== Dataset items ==
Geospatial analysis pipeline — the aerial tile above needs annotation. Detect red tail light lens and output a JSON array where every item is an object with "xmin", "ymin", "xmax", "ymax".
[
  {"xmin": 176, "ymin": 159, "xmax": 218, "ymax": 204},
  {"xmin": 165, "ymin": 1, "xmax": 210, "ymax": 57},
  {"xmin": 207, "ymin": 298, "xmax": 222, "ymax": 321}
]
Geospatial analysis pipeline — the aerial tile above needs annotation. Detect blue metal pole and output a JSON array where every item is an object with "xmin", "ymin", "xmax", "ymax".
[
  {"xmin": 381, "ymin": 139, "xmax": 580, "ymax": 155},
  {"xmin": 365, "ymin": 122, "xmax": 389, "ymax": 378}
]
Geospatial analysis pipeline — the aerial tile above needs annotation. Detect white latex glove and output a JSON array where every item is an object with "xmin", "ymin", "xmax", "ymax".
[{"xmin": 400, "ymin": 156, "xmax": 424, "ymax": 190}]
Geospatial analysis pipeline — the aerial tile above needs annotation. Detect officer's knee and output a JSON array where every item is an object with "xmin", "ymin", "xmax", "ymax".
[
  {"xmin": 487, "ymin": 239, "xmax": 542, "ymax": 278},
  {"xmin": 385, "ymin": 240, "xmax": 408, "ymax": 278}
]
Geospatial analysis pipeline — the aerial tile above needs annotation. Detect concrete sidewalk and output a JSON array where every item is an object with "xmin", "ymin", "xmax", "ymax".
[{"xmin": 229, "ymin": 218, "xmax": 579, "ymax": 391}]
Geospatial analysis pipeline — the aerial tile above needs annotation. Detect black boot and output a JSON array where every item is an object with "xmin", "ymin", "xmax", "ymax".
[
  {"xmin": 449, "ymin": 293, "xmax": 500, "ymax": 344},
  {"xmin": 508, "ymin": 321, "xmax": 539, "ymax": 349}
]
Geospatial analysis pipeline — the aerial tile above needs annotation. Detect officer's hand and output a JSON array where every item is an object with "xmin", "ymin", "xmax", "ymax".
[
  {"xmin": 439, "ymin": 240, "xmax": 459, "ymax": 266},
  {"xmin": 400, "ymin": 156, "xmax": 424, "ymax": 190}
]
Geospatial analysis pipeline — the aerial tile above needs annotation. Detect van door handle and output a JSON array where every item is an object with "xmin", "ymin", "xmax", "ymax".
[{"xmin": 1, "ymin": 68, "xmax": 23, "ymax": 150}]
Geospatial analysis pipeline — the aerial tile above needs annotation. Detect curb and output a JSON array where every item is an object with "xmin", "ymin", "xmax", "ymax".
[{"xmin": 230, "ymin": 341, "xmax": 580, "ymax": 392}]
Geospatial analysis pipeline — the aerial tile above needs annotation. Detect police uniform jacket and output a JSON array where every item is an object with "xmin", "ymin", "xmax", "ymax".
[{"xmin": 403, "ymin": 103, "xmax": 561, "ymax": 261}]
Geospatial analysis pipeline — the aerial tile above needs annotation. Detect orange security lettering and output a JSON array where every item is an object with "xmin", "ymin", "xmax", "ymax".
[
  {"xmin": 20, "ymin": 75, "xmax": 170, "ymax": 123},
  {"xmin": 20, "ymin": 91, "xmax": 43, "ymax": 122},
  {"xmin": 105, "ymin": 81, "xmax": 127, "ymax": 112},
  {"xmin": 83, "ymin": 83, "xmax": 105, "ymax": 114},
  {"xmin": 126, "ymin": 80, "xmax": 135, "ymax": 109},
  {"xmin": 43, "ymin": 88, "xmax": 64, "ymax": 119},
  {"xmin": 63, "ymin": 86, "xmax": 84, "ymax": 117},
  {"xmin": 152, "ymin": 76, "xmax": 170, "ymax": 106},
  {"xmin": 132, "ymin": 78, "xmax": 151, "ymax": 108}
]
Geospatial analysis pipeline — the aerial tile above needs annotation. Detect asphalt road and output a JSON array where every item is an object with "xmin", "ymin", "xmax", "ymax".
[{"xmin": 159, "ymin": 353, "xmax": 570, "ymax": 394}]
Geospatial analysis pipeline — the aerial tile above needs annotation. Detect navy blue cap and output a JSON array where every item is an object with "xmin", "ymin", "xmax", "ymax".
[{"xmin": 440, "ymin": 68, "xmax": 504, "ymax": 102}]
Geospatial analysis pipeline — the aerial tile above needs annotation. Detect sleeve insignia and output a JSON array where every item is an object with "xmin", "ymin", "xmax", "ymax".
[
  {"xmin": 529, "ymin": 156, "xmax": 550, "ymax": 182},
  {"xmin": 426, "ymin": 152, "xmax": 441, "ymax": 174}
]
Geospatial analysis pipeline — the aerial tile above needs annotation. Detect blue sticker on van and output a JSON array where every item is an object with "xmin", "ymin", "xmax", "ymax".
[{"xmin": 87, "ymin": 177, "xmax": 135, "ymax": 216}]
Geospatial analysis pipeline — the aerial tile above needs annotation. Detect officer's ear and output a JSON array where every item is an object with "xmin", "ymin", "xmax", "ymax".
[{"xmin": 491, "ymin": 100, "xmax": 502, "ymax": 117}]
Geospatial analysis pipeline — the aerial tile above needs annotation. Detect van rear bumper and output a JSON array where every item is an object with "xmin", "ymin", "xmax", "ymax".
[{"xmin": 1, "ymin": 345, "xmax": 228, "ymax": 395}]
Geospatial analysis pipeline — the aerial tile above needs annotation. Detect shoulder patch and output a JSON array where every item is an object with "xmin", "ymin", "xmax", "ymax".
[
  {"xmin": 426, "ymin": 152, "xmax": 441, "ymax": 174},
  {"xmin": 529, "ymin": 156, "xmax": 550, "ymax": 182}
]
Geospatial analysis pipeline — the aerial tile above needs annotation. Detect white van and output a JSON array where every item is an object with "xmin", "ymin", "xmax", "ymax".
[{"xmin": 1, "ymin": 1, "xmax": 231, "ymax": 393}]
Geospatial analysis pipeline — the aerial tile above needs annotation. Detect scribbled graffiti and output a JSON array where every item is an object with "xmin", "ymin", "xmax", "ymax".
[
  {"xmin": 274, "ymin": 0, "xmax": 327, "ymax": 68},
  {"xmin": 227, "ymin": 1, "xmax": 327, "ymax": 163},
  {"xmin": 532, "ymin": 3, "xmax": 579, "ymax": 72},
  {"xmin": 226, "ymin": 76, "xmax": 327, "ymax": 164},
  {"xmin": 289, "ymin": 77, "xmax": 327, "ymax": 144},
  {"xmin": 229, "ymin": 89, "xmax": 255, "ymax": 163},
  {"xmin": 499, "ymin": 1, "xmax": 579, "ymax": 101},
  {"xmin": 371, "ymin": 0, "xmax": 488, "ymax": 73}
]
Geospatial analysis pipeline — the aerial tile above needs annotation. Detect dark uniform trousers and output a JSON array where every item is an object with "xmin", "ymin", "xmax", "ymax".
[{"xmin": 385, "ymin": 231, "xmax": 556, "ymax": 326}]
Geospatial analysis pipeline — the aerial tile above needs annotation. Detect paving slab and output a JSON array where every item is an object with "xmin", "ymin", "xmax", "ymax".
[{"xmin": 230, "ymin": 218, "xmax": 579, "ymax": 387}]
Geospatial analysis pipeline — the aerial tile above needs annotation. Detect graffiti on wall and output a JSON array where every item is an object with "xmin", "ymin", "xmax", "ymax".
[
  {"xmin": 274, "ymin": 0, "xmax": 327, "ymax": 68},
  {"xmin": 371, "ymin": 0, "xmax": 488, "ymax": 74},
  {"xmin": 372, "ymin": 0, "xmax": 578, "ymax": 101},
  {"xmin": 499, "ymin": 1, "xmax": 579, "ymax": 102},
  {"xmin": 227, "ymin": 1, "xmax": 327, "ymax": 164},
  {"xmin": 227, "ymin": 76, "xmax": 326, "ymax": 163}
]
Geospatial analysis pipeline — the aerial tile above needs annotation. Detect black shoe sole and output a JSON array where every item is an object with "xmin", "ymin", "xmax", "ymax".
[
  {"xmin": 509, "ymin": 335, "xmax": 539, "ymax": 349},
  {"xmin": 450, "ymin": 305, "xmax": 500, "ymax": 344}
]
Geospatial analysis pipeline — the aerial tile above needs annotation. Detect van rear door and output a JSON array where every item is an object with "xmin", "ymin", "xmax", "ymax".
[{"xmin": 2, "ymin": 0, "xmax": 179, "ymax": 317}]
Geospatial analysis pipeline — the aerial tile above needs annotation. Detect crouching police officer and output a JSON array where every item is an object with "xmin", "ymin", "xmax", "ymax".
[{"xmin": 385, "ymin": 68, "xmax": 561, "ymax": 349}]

== Exercise ==
Write out again exactly the lines that run from the one holding "van rear door" through the last line of the data; omit all other lines.

== Answer for this exercise ==
Geospatial analysis pipeline — the aerial tile above needs annotation. Detect van rear door and output a JSON array where every item is an object with "xmin", "ymin", "xmax", "ymax".
[{"xmin": 2, "ymin": 0, "xmax": 179, "ymax": 317}]
Geospatial analysis pipeline — the aerial tile above needs annotation. Detect crouching police officer and output a JSON array where every item is an object with "xmin", "ymin", "xmax", "ymax".
[{"xmin": 385, "ymin": 68, "xmax": 561, "ymax": 349}]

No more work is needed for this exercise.